Provided data:
────────
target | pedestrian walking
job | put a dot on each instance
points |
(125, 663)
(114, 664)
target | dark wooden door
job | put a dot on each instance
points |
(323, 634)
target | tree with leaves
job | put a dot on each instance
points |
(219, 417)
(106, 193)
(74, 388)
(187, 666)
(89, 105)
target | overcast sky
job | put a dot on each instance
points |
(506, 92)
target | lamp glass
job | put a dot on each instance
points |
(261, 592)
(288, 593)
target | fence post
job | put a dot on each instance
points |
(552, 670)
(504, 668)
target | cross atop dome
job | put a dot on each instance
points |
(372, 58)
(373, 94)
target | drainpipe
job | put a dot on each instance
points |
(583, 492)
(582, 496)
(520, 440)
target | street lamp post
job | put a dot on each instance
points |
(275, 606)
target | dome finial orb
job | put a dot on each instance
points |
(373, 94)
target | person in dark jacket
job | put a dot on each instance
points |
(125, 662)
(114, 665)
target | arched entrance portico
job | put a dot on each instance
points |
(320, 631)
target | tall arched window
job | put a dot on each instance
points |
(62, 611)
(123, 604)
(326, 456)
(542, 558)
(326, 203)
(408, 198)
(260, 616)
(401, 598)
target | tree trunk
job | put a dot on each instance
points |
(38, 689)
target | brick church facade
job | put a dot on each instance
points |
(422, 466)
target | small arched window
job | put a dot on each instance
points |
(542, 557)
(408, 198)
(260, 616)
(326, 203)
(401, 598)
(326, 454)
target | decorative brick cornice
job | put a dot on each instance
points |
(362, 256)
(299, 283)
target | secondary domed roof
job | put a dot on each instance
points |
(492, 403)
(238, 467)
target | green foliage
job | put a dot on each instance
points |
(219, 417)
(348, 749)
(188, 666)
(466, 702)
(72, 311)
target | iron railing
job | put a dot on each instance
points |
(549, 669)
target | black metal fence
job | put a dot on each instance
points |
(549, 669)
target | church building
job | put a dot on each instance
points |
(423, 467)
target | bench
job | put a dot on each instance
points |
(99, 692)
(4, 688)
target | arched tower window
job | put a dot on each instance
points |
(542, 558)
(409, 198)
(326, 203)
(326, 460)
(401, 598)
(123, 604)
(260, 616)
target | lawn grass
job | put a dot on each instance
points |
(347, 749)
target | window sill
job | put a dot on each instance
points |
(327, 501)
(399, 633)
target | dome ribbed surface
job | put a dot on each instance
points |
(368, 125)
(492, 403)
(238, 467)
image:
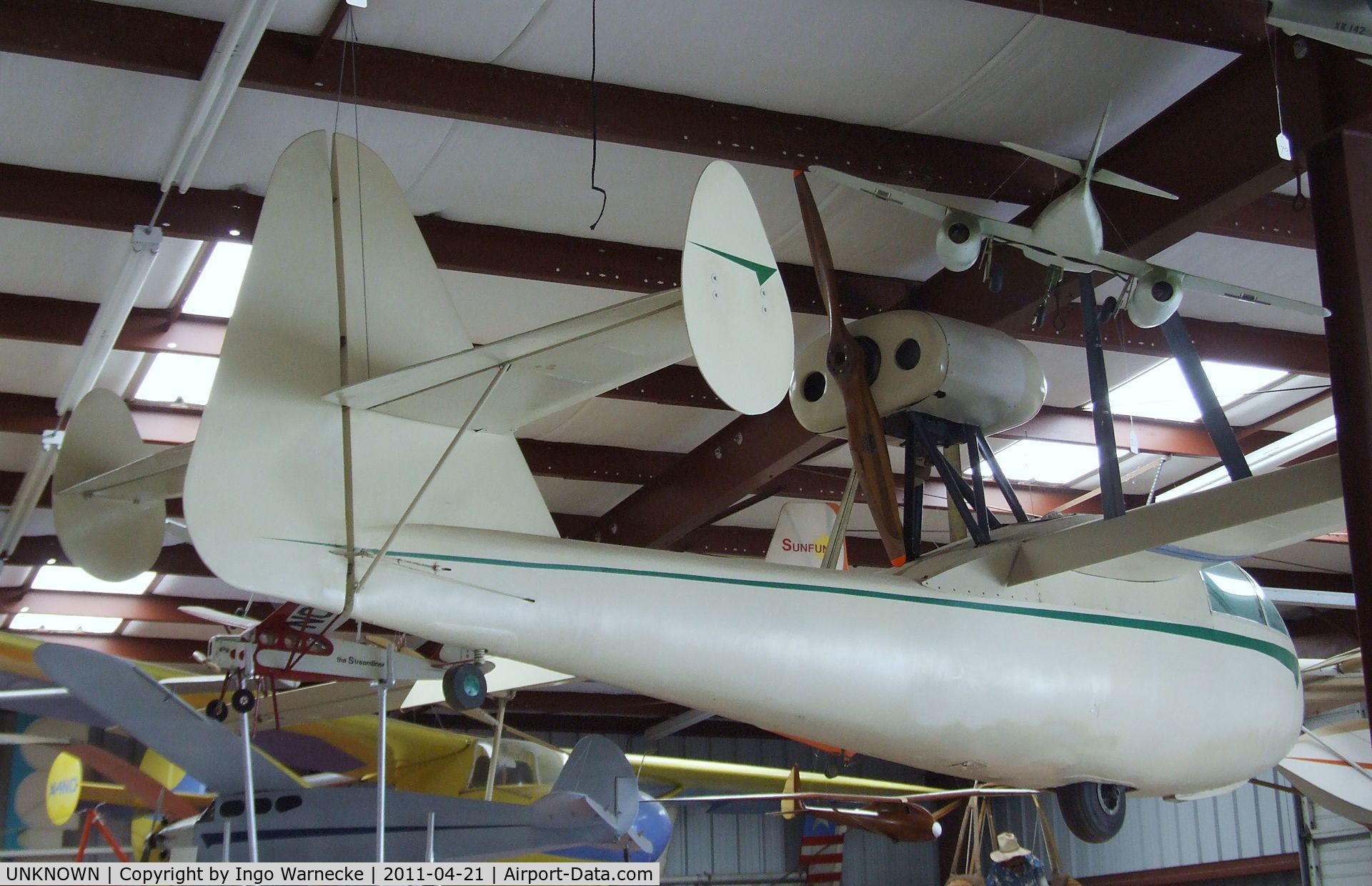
────────
Problem requirements: Reproduce verbatim the lines of the entries starting at the line that contains "target | tree trunk" and ending at the end of the entries, both ends included. Omit the pictures from your reproduction.

Response to the exercise:
target | tree trunk
job | put a dot on each instance
points |
(38, 689)
target | brick church facade
job | put a dot on each instance
points |
(422, 466)
target | small arched window
job | put a dot on each instance
points |
(542, 557)
(408, 198)
(260, 616)
(326, 203)
(401, 598)
(326, 454)
target | decorative brick cornice
job | put a dot on each instance
points |
(362, 256)
(299, 283)
target | secondary domed roof
job | put a dot on each instance
points |
(492, 403)
(238, 467)
target | green foliage
job | put a dot on each instance
points |
(219, 417)
(348, 749)
(188, 666)
(466, 702)
(72, 311)
target | iron railing
job | put a dot on each instance
points |
(549, 669)
target | black metal fence
job | put a dot on each instance
points |
(549, 669)
target | church building
job | put a dot on each instance
points |
(423, 467)
target | bench
job | put a dot on each instance
points |
(99, 692)
(4, 688)
target | arched tower window
job | put a dot on each instance
points |
(542, 558)
(409, 198)
(326, 203)
(326, 460)
(401, 598)
(123, 604)
(260, 616)
target | lawn grass
job | put a dot on each instance
points |
(347, 749)
target | window sill
job | put a dot on each instance
points |
(327, 501)
(399, 633)
target | dome ribbed surface
job | put a dot on each instance
points |
(368, 125)
(492, 403)
(238, 467)
image:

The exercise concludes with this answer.